■ EXERCISE PROMPT
Your output should consist of the data, copied exactly.

[Data entries]
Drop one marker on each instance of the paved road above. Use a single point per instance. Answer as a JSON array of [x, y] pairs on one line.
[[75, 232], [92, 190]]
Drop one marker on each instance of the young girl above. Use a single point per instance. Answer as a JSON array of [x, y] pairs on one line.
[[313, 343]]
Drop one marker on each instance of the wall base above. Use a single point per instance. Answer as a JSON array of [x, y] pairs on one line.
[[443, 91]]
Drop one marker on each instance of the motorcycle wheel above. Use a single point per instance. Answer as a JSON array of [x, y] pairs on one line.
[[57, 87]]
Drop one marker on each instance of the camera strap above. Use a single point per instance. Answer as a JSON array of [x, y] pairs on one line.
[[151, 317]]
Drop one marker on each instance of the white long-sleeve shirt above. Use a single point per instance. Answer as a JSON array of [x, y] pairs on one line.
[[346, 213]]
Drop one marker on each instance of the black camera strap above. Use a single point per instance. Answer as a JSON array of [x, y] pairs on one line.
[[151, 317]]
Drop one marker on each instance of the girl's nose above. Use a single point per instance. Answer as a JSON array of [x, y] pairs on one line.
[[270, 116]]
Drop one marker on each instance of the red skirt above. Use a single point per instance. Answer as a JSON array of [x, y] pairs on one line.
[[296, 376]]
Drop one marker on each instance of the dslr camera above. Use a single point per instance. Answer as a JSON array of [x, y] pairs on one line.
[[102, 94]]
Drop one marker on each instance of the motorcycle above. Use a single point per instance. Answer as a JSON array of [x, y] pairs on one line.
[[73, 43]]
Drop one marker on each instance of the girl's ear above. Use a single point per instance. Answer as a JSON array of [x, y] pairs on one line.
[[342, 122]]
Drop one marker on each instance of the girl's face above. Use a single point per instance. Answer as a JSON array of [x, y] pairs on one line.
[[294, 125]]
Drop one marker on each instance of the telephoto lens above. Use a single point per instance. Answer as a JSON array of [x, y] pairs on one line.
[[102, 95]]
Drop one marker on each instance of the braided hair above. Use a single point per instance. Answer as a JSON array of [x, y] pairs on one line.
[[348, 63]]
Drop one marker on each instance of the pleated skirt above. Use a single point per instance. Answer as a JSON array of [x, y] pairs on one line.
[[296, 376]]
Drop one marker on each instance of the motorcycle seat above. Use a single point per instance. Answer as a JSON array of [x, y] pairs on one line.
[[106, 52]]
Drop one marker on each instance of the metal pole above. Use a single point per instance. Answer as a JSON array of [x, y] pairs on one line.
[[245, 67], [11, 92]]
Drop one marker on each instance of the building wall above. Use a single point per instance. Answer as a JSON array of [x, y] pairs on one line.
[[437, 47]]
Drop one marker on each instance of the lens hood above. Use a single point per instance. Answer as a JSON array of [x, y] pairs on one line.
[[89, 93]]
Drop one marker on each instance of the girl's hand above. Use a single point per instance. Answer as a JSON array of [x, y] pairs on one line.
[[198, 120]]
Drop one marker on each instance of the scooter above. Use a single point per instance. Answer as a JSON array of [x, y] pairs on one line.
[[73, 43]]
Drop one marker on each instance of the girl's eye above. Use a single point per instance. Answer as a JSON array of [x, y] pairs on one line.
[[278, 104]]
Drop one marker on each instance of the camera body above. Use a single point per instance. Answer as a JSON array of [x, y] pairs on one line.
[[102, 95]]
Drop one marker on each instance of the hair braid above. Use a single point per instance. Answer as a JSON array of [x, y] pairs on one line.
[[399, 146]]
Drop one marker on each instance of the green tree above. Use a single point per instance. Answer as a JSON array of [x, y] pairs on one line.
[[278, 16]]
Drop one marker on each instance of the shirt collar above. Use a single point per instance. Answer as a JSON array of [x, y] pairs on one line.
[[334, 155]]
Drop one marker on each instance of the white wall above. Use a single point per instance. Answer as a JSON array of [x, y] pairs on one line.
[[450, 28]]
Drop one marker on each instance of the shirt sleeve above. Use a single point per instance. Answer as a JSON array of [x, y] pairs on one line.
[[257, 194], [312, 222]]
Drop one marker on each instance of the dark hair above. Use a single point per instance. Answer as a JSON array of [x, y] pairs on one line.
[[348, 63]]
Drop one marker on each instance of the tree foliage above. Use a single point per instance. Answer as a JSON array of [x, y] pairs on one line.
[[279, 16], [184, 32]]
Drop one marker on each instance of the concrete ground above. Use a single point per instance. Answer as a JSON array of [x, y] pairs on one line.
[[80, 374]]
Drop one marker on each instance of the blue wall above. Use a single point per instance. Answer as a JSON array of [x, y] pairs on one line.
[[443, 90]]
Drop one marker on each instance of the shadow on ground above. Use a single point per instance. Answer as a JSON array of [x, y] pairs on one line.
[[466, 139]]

■ ANSWER BOX
Drop one marker on each instance of the paved road above. Use a single point per instance. Answer as a JSON array of [x, y] pairs on one line.
[[75, 232], [92, 190]]
Drop one marker on each instance of the young girl above. Use a single point per instance. Answer as a JSON array of [x, y] pairs on one line.
[[313, 343]]
Drop one marker on each instance of the wall base above. Use a single point per instance. Answer as a JSON array of [x, y] pairs on one line.
[[443, 91]]
Drop one marker on each instance of the motorcycle wheel above. Use a single point per instance. Answer as a JSON array of [x, y] pairs on one line.
[[57, 87]]
Drop one marker on each instance of the camera strap above. Use a single point per instance. Answer as a JSON array of [x, y] pairs on one line.
[[151, 317]]
Drop one marker on each instance of the white long-sleeve shirt above. Use a single point per instance. Answer as a JSON array of [x, y] pairs on one line.
[[346, 213]]
Drop one marker on each instance of the black camera strap above. Use a single point per instance. Answer as a JSON array of [x, y] pairs on one line.
[[151, 317]]
Drop one marker on each instance of the girl's nose above. Use a single point per instance. Answer as a JSON array of [x, y] pairs on one line.
[[270, 116]]
Drop one marker on each instance of the red skirt above. Use a single point per instance. Answer as a JSON array of [x, y] pairs on one line.
[[296, 376]]
Drop one marker on each instance of the dslr camera above. Use a single point per instance. Answer as a JSON array of [x, y] pairs on one line.
[[102, 94]]
Drop one marker on each instance of the motorcycle above. Use a single point per instance. Answer as a JSON array of [x, y] pairs on one line.
[[73, 43]]
Drop one marker on each instance of the girl's ear above. Use a single point per instance. Answer as a JSON array of [x, y] pairs on one line.
[[342, 122]]
Drop one marker on each instance of the girl's face above. Use a single point per instance. Answer as a JSON array of [x, y] pairs on one line.
[[294, 125]]
Drop one marker on each instance of the telephoto lens above. Use a single point per instance. Answer as a JSON array of [x, y] pairs on one line.
[[102, 95]]
Drop one marker on each instance of the braided hair above. Use a single point per instance. Answer as a JSON array of [x, y] pairs on one line.
[[348, 63]]
Drop one marker on each instance of the pleated skirt above. Use a single point per instance. Answer as a JSON array of [x, y] pairs on one line.
[[296, 376]]
Drop one marker on each instance of the motorcycle seat above. Use a single point per instance. Answer as a JSON array of [x, y] pairs on one line.
[[106, 52]]
Drop one marker on each instance of the metal pole above. Use a single point per instance. Answer as a JSON array of [x, y] pairs on one line.
[[245, 67], [11, 92]]
Drop one marker on each instance of the building wall above. Use a single point per instance. Answer as a JSON array of [x, y] pairs on one line.
[[437, 47]]
Drop one marker on each instance of the lens hood above. Use a single point per instance. Answer as a JSON array of [x, y] pairs on one line.
[[89, 93]]
Drop one marker on each instance of the girl's hand above. Use a single point per instance. Answer as a JSON array of [x, y] pairs on one line.
[[198, 120]]
Drop one marker on each instance of the scooter above. Use a single point per instance. Answer as a JSON array of [x, y] pairs on one line.
[[73, 43]]
Drop one marker on each instance of the girl's eye above. Use a single point per instance. Answer as a JSON array of [x, y] pairs on one line.
[[278, 104]]
Drop one marker on each instance of the camera body above. Use a single point per instance. Answer as a JSON array of [x, y] pairs on one line.
[[102, 95]]
Drop one marker on each instance of the hair braid above. Use a single point per instance. Answer as a JSON array of [x, y] pairs on one line.
[[399, 146]]
Drop one marker on each instance of the green tree above. Use a single point per instance. Answer as a JSON array of [x, y] pairs on one line.
[[278, 16]]
Drop one marker on each instance of the shirt collar above. Use a single point per instance. Answer as a JSON array of [x, y] pairs on one line.
[[334, 155]]
Drop one marker on each instance of the white wall above. Use a single point per instance. Answer as a JSON array of [x, y] pairs on one line.
[[450, 28]]
Drop one marker on each instance of the shirt sleeve above. Use a single point per instance. Answer as a JSON array of [x, y] pairs on one line.
[[257, 194], [312, 222]]
Drop one marker on each instance of the dark hair above. Use a single point per instance. Answer as a JSON array of [x, y] pairs on one line.
[[348, 63]]
Drop one marker on each instance of the tree foliage above. Use a single point per instance. Answer as a JSON array of [x, y] pairs on one line.
[[279, 16], [184, 32]]
Drop one marker on each instance of the concrete ground above. Use a single point per instance. Answer as a JSON array of [x, y] pairs on one line.
[[80, 374]]
Drop one marker on each instance of the blue wall above. Use a single point per instance. Answer as a JSON array of [x, y] pairs on one line.
[[443, 90]]
Drop one marker on each instance of the shadow on ground above. Use a single point per instance. Answer as a JSON array of [x, y] pairs on one line.
[[466, 139]]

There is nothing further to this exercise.